◆ **ACTION ITEM**
Write out the data in full, exactly as shown.

◆ **DATA EXTRACT**
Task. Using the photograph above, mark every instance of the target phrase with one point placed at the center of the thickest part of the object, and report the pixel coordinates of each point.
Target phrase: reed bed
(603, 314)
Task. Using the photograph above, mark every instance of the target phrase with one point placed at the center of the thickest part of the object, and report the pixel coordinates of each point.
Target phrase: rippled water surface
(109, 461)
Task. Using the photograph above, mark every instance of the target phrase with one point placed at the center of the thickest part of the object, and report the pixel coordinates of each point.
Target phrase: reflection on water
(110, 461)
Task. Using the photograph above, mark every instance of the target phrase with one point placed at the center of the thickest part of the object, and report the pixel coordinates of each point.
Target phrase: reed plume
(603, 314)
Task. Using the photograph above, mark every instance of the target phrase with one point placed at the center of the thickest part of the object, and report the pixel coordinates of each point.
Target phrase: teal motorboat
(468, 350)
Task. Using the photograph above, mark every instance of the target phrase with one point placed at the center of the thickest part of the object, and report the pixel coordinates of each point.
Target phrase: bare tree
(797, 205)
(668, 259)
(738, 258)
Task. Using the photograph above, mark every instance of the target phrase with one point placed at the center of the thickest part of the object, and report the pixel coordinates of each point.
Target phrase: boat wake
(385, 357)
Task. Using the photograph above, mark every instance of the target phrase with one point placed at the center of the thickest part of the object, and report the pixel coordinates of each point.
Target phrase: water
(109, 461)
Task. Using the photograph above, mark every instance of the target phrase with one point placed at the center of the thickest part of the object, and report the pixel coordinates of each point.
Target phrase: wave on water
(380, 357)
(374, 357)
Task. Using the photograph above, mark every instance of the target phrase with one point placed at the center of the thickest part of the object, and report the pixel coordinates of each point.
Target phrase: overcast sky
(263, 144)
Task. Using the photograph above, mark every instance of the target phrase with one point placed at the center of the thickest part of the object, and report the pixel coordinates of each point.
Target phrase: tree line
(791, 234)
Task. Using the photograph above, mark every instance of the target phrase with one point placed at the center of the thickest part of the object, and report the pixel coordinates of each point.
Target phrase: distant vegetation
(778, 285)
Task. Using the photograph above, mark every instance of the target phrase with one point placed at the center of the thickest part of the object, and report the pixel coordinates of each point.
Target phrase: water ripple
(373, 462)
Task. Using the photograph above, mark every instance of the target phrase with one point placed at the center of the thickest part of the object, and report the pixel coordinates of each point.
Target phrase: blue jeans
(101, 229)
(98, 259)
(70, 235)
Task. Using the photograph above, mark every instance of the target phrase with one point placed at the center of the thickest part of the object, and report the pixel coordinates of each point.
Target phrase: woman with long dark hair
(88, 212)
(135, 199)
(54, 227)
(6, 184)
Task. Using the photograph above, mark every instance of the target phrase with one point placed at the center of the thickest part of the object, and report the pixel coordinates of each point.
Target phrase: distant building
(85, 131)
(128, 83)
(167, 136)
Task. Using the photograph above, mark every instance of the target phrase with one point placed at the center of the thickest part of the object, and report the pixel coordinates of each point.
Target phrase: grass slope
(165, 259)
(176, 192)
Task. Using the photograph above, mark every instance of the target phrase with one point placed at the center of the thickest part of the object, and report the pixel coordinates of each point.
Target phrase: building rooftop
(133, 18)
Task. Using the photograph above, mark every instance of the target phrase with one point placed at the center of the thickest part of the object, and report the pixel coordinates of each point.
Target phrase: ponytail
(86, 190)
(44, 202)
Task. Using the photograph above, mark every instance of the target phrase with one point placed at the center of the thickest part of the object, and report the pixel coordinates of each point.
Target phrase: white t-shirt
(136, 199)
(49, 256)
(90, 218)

◆ **FINAL ANSWER**
Task. Using the photograph above, mark every instance of the target phrase with one point placed at the center of the thickest part of the object, and report the pixel coordinates of each point.
Target phrase: reed bed
(603, 314)
Task. Using the photograph above, mark every instance of the target phrase with one point placed at the center of the thickest part of the object, and report the pixel coordinates of each point.
Target phrase: rippled water surface
(109, 461)
Task. Using the photograph above, mark every instance of the target phrase with one point placed at the center of the thickest part of the object, and report the pixel coordinates of each point.
Target phrase: reflection on water
(110, 461)
Task. Using the photograph above, mark every instance of the target phrase with one point placed at the center of the thickest part of the object, and report the pixel coordinates of each point.
Target phrase: reed plume
(603, 314)
Task. Using the photograph above, mark every instance of the target phrase with one point placed at the center of the thickest part of the object, and report the pixel coordinates of each point.
Target phrase: teal motorboat
(468, 350)
Task. Using the photograph above, mark every instance of the target phrase with one point placed at the center of the thickest part of the object, and report the pixel coordinates of each point.
Target phrase: bare tree
(797, 205)
(668, 259)
(738, 258)
Task. Using the photograph above, mark every instance of the target phrase with one point placed at the center of the thickest part of the object, and report the pixel coordinates of each point.
Target phrase: boat wake
(385, 357)
Task. Using the photograph above, mark every instance of the target phrase with one point placed at the center of the thickest part of the object, and report the pixel coordinates of each point.
Target phrase: water
(109, 461)
Task. Using the photograph above, mark every instance of the target phrase with one point placed at the center of the thickest part of the object, and report the pixel coordinates of each point.
Target phrase: wave on water
(380, 357)
(374, 357)
Task. Using the photograph above, mark every instance of the target phrase with one point placed at the center of the thickest part of the object, and report the pixel coordinates of each point.
Target phrase: overcast sky
(263, 144)
Task. Using the photograph above, mark every instance of the target phrase with one point placed at the center of the thickest part of the object, and report the pixel coordinates of each point.
Target phrase: tree line
(791, 234)
Task. Using the photograph above, mark every instance of the target phrase with one point placed at the center of the thickest part of the object, and report the pixel coordinates of each point.
Target phrase: distant vegetation
(778, 285)
Task. Using the photograph above, mark every instance of the target phrase with one point placed at the center of the thickest part of the object, and report the pixel coordinates of each point.
Target phrase: water ripple
(373, 462)
Task. Using the photograph above, mark every instance of the target phrase with one point placed at the center of the thickest part of the object, and report the pixel coordinates of each point.
Target phrase: blue jeans
(101, 229)
(98, 259)
(70, 235)
Task. Using the photograph above, mark every instance of the target phrase with one point placed at the center of the thickest part of the object, and report the pixel coordinates of each point.
Target phrase: woman with long dark hair
(88, 212)
(135, 199)
(54, 227)
(6, 184)
Task. Using the photograph above, mark every instance of the target phrase with one point placed at the center of the thickest part of the object, and report the pixel coordinates of each point.
Target phrase: distant building
(85, 131)
(128, 83)
(167, 136)
Task. Using the photograph above, mark every instance of the target phrase with one point placed at the center of the thickest part of the object, and report the pixel coordinates of each point.
Target phrase: grass slope
(165, 259)
(176, 192)
Task. Using the photograph above, mark every instance of the target phrase with one point placed at the center of the thickest part of the object, and report the pixel coordinates of each point.
Target phrase: building rooftop
(133, 18)
Task. Using the photograph above, mark every instance of the target phrase with one point placed at the center of the thickest part of the object, and report the pixel coordinates of each point.
Target phrase: ponytail
(86, 190)
(44, 202)
Task. Using the photograph above, mark every instance of the target phrase with one point placed at the center of the thickest part of the object, and report the pixel coordinates of each point.
Target phrase: white t-shirt
(136, 199)
(49, 256)
(90, 218)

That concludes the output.